## Set problem A
Check statements (i), (ii) and (iii) against the court case excerpt below. For each, answer yes or no and quote the words of the excerpt that decide it: (i) The order being challenged was dated 3.6.2003. (ii) The substantive questions of law were framed on 1.3.2004. (iii) The appellant approached the Court by invoking Section 73 of the Income-tax Act.

[BEGIN Provided passage]

Case Name : Porrits & spencer (Asia) Ltd. Vs. Cit (Punjab & Haryana High Court)
Appeal Number : 31/03/2010
Date of Judgement/Order :
Related Assessment Year :

CASE LAWS DETAILS

DECIDED BY: HIGH COURT OF PUNJAB & HARYANA, IN THE CASE OF: Porrits & Spencer (Asia) Ltd. Vs. CIT, APPEAL NO: ITA No. 10 of 2004 (O&M), DECIDED ON March 31, 2010

RELEVANT PARAGRAPH

1. The assessee-appellant has approached this Court by invoking Section 260A of the Income-tax Act,1961 (for brevity, `the Act’) challenging order dated 3.6.2003,passed by the Income Tax Appellate Tribunal, Delhi Bench “D ” ,Delhi (for brevity,`the Tribunal ‘),in ITA No. 1711 (Del)/97,in respect of Assessment Year 1991-92.The Tribunal has upheld the view taken by the Commissioner of Income Tax (Appeals), Faridabad, inasmuch as, it has not allowed the short term capital loss of Rs. 51,61,875/-incurred by the assessee-appellant on sale of units called as `US-64 ‘ .The instant appeal was admitted on the claim of the assessee-appellant on the following two substantive questions of law,which were framed on 1.3.2004:-

“(1)Whether the Tribunal was right in law in confirming that the loss of Rs.51,61,875/ -incurred on account of transactions of purchase and sale of 25 lacs units called `US-64 ‘ was speculative loss under Section 73 of the Income Tax Act and that the assessee was not entitled to set off in respect of the aforestated loss accordingly?

[END Provided passage]

## Set problem B
Identify each line in the entries below that contains the word "street", and copy those lines.

[BEGIN Data records]

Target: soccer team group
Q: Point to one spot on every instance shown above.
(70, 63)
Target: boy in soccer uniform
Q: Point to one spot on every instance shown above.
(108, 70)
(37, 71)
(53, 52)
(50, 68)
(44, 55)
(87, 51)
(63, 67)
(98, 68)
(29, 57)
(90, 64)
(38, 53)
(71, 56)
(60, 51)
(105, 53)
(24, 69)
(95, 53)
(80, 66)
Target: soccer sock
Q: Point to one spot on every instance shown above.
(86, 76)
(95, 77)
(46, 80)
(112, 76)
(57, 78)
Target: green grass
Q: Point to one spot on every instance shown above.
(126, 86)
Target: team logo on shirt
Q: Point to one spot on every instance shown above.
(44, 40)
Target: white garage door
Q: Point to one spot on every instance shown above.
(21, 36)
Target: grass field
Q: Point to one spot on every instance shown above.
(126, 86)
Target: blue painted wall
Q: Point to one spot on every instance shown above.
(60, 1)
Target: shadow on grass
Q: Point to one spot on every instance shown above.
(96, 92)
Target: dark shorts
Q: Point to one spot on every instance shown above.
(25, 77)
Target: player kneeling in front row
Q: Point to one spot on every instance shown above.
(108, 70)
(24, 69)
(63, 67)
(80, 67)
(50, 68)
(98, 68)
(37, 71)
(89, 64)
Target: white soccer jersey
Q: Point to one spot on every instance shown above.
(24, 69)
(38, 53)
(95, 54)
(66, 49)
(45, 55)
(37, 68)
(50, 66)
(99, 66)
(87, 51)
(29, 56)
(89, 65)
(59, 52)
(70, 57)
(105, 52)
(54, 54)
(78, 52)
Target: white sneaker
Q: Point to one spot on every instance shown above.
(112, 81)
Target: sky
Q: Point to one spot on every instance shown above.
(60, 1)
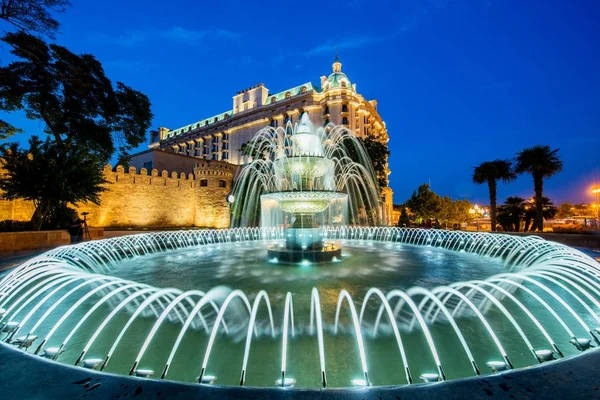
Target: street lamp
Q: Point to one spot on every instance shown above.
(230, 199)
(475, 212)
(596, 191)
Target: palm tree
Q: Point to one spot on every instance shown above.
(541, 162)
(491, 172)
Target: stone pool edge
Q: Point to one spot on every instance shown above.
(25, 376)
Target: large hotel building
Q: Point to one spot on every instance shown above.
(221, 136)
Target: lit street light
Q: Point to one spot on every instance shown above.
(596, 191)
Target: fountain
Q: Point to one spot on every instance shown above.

[END Data records]
[BEGIN Data records]

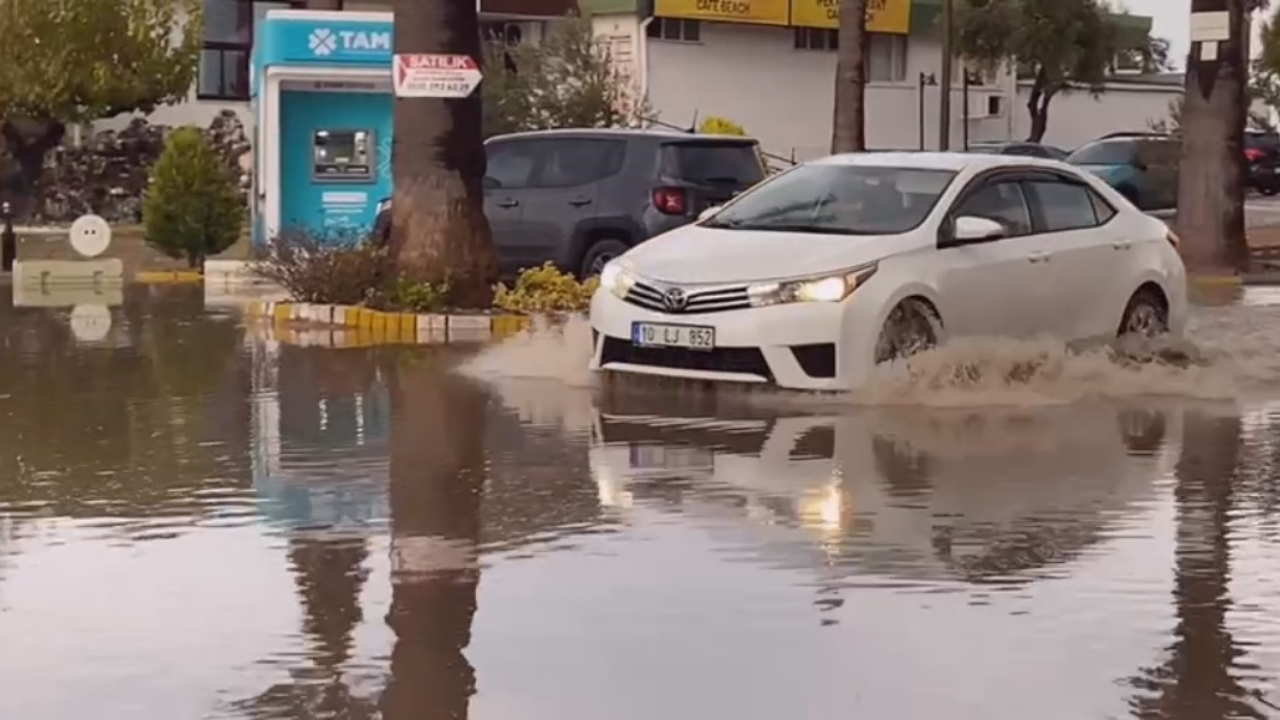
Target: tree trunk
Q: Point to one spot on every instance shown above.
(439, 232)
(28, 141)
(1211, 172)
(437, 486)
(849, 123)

[END Data records]

## Output A
(i) Yes: "challenging order dated 3.6.2003"
(ii) Yes: "which were framed on 1.3.2004"
(iii) No: "by invoking Section 260A of the Income-tax Act,1961"

## Output B
Target: street lamp
Target: lit street light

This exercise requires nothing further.